_Aim of the exercise_:
Answer these from the BioNTech article below:
(a) What net loss did BioNTech report for the quarter?
(b) What full-year 2026 revenue range does management expect?
(c) In what year did the co-founders start BioNTech?

_Supplied passage_:

BioNTech Faces Perfect Storm as Losses Mount, Founders Exit
Mondeum Capital (UK) Limited

BioNTech reported a disappointing quarter, moving from a €259.5 million profit a year ago to a net loss of €305 million. The company posted a per-share loss of €1.25 on revenue of €907.4 million, which was much worse than analysts’ forecasts of a €0.45 loss on €768.3 million in revenue.
The company’s outlook added to the disappointment. Management expects full-year 2026 revenue between €2 billion and €2.3 billion, which is well below the roughly €2.75 billion analysts had predicted. This gap suggests there are ongoing challenges, not just a one-time setback.
Shares dropped about 17% in premarket trading, putting the stock on track for its biggest one-day decline in over four years.
The worsening financial situation comes as the company faces a major leadership change. The co-founders, who are also the chief executive and chief medical officer and started BioNTech in 2008, announced they will leave by the end of the year to start a new biotech company. The supervisory board has begun looking for their replacements. BioNTech plans to give some rights and mRNA technologies to the new company in return for a minority stake, milestone payments, and royalties.
The leadership changes make an already tough situation even harder. Revenue from BioNTech’s main product, developed in partnership, has been declining since the peak of the pandemic. Management expects this decline to continue in both Europe and the U.S. through 2026. Meanwhile, a separate cancer partnership is expected to bring in about the same revenue as last year. In the United States, where mRNA technology — the foundation of BioNTech’s vaccine and cancer immunotherapy pipeline — has come under heightened scrutiny following a change in federal health leadership. The current administration has adopted a skeptical posture toward mRNA-based therapeutics, creating uncertainty around the regulatory pathway for next-generation products.
Prior to Tuesday’s selloff, BioNTech’s U.S.-listed shares had only made small gains in 2026, falling far behind the strong recoveries seen at other vaccine makers.

_Information supplied_:

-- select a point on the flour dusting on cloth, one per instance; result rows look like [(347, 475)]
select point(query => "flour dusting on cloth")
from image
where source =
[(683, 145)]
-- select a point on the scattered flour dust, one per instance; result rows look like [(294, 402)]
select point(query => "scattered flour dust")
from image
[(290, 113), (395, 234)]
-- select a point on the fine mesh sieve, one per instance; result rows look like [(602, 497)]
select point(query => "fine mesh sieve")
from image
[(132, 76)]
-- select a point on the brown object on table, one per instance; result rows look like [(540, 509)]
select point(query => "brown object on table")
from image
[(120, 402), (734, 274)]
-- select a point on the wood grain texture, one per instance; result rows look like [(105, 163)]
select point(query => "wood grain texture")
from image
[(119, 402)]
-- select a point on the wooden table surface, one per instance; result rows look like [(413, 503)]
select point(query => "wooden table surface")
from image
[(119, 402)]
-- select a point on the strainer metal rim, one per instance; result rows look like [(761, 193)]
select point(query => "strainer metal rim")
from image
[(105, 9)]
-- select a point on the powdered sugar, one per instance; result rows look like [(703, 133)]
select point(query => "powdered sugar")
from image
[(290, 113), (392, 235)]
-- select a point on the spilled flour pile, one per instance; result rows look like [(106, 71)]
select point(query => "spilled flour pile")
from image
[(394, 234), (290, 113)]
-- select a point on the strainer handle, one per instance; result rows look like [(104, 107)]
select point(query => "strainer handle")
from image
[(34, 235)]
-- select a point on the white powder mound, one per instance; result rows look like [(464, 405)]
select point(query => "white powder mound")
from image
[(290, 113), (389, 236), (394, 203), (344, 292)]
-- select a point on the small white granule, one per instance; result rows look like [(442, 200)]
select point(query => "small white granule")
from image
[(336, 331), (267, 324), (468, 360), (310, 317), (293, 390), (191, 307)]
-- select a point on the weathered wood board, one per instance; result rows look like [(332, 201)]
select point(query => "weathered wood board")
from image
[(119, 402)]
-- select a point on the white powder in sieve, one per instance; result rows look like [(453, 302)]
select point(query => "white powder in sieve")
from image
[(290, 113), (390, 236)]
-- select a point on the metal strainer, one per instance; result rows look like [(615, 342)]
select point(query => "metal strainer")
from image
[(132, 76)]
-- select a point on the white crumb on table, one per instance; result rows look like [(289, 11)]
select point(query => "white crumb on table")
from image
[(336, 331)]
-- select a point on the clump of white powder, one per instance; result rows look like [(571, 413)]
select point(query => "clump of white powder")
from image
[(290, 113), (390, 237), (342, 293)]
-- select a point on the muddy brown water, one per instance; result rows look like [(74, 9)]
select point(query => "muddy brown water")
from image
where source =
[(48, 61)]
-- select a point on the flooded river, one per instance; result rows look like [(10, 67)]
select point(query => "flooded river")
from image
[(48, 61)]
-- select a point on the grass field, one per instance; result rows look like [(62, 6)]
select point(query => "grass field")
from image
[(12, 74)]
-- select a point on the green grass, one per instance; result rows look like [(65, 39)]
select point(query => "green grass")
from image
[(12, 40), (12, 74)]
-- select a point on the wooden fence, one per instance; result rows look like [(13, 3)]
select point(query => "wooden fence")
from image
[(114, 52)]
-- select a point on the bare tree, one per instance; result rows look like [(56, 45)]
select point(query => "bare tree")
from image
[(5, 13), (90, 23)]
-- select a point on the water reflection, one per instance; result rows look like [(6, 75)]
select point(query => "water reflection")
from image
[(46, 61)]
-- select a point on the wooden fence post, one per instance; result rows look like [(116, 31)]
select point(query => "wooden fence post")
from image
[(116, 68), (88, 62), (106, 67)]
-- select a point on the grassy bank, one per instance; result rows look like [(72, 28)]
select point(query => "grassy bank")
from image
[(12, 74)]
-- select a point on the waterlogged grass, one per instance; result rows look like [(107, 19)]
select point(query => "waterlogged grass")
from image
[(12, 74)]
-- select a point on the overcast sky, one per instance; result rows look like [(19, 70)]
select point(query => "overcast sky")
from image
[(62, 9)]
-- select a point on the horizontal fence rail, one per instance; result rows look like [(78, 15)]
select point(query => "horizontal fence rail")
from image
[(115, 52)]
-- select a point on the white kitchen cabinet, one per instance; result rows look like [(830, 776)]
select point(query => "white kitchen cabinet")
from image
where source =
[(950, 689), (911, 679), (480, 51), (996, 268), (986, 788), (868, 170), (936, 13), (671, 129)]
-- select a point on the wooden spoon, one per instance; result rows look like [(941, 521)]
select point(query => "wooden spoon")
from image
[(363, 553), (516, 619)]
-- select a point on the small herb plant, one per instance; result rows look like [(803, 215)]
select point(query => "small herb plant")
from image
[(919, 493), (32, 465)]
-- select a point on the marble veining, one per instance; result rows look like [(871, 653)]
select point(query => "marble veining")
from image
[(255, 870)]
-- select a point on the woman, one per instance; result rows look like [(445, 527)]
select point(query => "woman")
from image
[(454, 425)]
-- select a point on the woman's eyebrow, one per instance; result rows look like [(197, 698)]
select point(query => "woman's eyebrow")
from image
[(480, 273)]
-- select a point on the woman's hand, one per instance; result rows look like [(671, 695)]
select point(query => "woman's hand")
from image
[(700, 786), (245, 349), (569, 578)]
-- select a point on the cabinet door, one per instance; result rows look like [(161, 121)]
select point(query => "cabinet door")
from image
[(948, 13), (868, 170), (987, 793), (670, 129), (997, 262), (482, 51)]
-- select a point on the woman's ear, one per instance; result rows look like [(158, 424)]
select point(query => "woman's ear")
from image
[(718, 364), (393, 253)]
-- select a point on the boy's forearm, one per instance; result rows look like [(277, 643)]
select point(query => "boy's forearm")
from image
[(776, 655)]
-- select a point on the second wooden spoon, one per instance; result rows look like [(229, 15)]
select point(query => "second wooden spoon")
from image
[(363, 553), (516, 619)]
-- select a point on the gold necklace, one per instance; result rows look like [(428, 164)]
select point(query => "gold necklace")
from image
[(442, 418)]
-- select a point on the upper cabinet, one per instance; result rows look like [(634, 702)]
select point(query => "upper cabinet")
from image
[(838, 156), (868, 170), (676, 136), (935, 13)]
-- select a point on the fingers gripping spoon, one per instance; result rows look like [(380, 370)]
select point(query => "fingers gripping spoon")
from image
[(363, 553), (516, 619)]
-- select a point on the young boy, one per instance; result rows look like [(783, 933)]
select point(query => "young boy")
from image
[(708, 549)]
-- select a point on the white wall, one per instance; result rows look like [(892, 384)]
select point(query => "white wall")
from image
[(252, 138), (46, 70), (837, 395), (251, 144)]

_Task solution_:
(a) €305 million
(b) Between €2 billion and €2.3 billion
(c) 2008